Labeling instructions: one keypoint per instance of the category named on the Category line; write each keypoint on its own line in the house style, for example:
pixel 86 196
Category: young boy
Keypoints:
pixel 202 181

Work to do:
Reproduce every row above, instructions included, shifting each keypoint coordinate listed under Keypoints up by 116 while leaving the sample line in the instructions unchanged.

Finished exercise:
Labeling instructions: one keypoint per instance of the category named on the Category line; write each keypoint on its own line in the house style, for example:
pixel 86 196
Category: young boy
Keypoints:
pixel 318 297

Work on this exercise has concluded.